**Check your understanding**
1. Can you rewrite the essay on basic public health amenities between "Our Right to" and "by the author(s).", inclusive, putting "clinicians" in place of "practitioners"?
2. How would the essay on basic public health amenities in Mebane go on after its final sentence? Write that continuation.

Segment Start: Passage for review

Our Right to Basic Public Health Amenities

December 16, 2022

Perspectives in Primary Care (formally the Primary Care Review) features perspectives from practitioners and students representing organizations, practices, and institutions across the country and around the world. All opinions expressed in this article are owned by the author(s).

I was born and raised in Mebane—a small town in North Carolina that is now primarily white with a large percentage of Black, Indigenous, and Latinx individuals today. My childhood was spent between my father, Jesse’s, side of the family in the West End Community of Mebane and the Hawfields community of dairy farms where most of my mother, Mary’s, side of the family lived. My father worked on dairy farms after his left arm was cut off in a Mebane sawmill accident, while my mother worked in textile mills that caused carpal tunnel syndrome and mini-strokes. Outhouse toilets were the norm during our early years.

I attended Mebane’s segregated West End Elementary School from 1956 to 1964 with Black, Indigenous, and mixed-race students. From 1964 to 1968, I attended the newly constructed, segregated Center High School in Graham, North Carolina, where a Confederate monument stood in front of the county courthouse. I met my wife Brenda Crosby (from Philadelphia) while in undergraduate school at Shaw University in Raleigh, North Carolina. We were then both recruited on full scholarships to help integrate the graduate school program at Bowling Green State University in Ohio.

In 1987, we returned to Mebane to raise our three sons. I worked as a certified insurance broker, selling health and life insurance to Black and Brown folks in Mebane, while Brenda taught elementary children with disabilities in Orange County, North Carolina. As a boy who grew up in the Mebane area and now as a busy insurance broker, many Mebane residents would approach me with issues, like “My yard is underwater from a recent rainstorm, and now there’s sewage backing up on my lawn from a failed septic tank.”

And other times, questions like, “My road has never been paved, and we have dust and stormwater problems with no ditches. Can you help to get our roads paved?” At the time, Brenda and I served as the primary caretakers for both sets of our parents, while also raising our three sons… we weren’t looking for additional responsibilities. Yet, folks were asking, “Can you help solve some of this stuff?”

Segment End: Passage for review
Segment Start: Data section

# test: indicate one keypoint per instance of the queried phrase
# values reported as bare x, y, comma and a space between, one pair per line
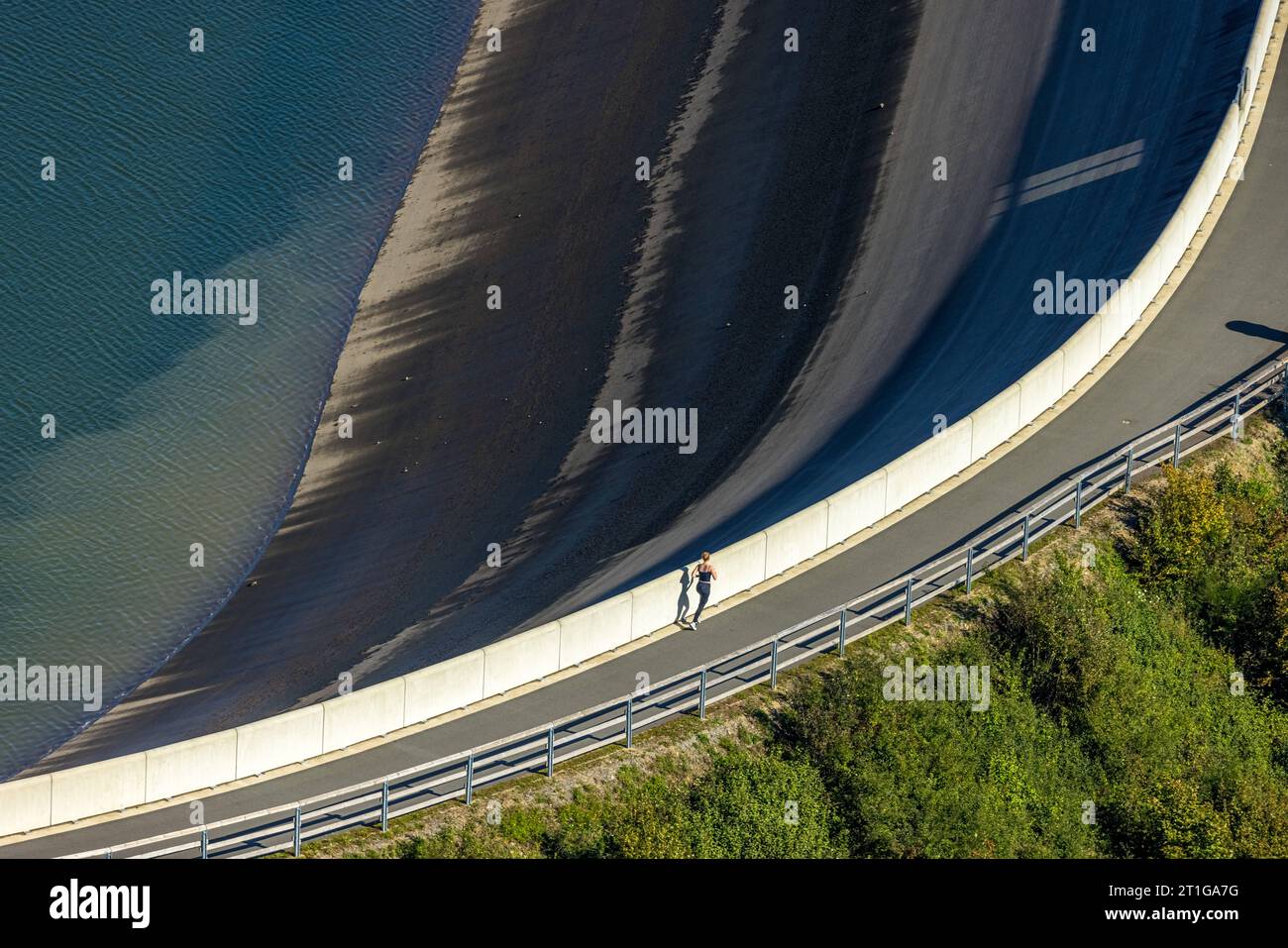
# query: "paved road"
1227, 316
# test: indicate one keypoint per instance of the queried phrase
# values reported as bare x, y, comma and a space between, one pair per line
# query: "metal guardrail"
456, 777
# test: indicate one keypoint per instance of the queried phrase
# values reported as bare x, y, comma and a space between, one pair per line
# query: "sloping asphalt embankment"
559, 647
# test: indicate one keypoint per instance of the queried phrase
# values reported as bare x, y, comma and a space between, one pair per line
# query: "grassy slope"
1136, 708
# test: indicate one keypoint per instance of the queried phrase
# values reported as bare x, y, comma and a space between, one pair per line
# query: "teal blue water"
171, 430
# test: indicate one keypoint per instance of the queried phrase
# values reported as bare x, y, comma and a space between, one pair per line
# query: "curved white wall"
369, 712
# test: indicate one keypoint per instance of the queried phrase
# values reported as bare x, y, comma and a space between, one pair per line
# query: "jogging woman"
706, 575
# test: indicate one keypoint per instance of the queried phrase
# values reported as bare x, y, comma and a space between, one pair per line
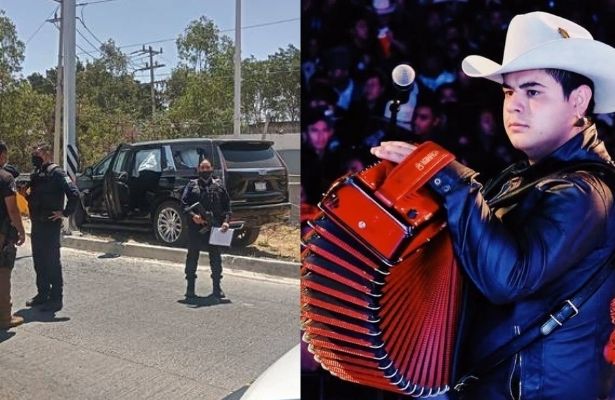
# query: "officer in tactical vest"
49, 184
11, 233
208, 205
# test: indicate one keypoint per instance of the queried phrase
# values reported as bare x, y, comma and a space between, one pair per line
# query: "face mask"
37, 161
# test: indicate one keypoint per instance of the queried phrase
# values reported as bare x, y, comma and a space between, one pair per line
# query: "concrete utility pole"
71, 156
237, 85
57, 131
151, 67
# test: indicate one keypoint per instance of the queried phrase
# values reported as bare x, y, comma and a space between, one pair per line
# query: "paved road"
126, 332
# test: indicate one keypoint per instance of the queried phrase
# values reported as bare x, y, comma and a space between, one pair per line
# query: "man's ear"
580, 98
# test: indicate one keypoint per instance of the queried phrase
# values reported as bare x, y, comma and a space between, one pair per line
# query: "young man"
213, 198
543, 247
49, 186
11, 233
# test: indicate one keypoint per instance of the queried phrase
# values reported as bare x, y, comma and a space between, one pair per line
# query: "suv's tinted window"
147, 160
101, 168
249, 155
119, 162
187, 157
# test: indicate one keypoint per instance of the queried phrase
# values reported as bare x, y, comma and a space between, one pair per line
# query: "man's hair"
570, 81
44, 146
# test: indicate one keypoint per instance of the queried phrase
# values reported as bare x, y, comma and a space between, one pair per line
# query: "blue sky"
267, 26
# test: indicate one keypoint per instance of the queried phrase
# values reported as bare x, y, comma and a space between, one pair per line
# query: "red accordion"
380, 288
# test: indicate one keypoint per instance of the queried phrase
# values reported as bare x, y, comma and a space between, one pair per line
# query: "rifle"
207, 216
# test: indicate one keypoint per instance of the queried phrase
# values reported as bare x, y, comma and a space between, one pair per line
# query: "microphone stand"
394, 108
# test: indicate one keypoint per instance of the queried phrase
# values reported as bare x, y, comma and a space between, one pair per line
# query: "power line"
41, 25
94, 2
282, 21
86, 39
224, 30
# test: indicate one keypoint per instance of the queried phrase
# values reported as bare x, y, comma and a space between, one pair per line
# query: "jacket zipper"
512, 372
520, 377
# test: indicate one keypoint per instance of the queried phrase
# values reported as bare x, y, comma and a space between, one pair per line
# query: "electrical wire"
42, 23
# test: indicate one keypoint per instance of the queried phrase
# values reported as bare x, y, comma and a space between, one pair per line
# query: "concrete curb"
285, 269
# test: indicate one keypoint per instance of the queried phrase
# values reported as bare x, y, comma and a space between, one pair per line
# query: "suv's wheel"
245, 236
170, 224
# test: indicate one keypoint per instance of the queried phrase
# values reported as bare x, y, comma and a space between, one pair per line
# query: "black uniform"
213, 198
48, 186
8, 188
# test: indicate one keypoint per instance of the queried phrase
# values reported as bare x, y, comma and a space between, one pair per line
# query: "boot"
37, 300
218, 293
190, 289
53, 305
14, 321
7, 320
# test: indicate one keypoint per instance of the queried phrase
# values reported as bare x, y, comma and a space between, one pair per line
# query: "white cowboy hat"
541, 40
383, 6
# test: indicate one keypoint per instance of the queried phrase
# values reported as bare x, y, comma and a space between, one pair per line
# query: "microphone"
403, 77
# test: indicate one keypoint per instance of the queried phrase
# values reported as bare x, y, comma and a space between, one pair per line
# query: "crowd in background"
350, 47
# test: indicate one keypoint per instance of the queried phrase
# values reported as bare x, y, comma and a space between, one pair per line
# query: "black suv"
139, 186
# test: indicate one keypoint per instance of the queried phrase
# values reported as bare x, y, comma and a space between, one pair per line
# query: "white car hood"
281, 381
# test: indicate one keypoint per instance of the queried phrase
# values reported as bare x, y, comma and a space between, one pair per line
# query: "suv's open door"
115, 184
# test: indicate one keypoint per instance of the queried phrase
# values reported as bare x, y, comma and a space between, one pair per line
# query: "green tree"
199, 44
26, 120
11, 51
272, 87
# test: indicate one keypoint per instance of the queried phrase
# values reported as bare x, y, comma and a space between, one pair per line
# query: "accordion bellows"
380, 288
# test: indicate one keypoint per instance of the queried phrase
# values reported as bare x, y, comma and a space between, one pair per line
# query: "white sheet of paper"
219, 238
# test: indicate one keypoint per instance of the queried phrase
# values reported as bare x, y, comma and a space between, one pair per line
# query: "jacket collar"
584, 146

Segment End: Data section

**Answers for each item**
1.
Our Right to Basic Public Health Amenities

December 16, 2022

Perspectives in Primary Care (formally the Primary Care Review) features perspectives from clinicians and students representing organizations, practices, and institutions across the country and around the world. All opinions expressed in this article are owned by the author(s).

2.
The elderly individuals in Mebane said to me, “We’ve been living like this for way too long. The city doesn’t listen to us.” As a child, I saw these conditions as a way of life. But as an adult, I looked at it with a different eye. So finally, I said YES. It’s with that that my wife Brenda, cousin Marilyn Holt-Snipes, neighbors, and I co-founded the West End Revitalization Association (WERA) in 1994. To understand the systemic racism that WERA continues to fight against in Mebane today, it’s important to consider our history [the following is reprinted from the WERA website with our permission]:

In 1870, during the aftermath of the Civil War, a man named Wyatt Outlaw became the first Black appointed official in Alamance County. He was appointed by Governor William W. Holden who was also born in Alamance. Unfortunately, his tenure as an appointed official was short because on the night of February 26, 1870, a local chapter of the Ku Klux Klan lynched Outlaw. Outlaw’s murder and other high-profile lynchings motivated Governor Holden to form a small army. The army was led by a former Union Army colonel named George Washington Kirk. This conflict has been historically referred to as “The Kirk-Holden War.” Skirmishes ensued in nearby Caswell and Chatham Counties, and eventually white outrage reached such a fever pitch that Governor Holden was impeached and forced out of office. He remains the only state governor in American history to be successfully impeached and removed from office. The legacy of these events can still be felt in Alamance County today since a Confederate monument stands in front of the county courthouse in Graham, watching over all those who walk up the courthouse steps.

  Confederate monument
The Graham Courthouse Confederate monument was erected in 1914 and is a symbol of white supremacy and terror. The $32,000 fence surrounding the monument was erected in 2020 after a wave of anti-monument protests. The fence serves to prolong this monument’s hateful legacy.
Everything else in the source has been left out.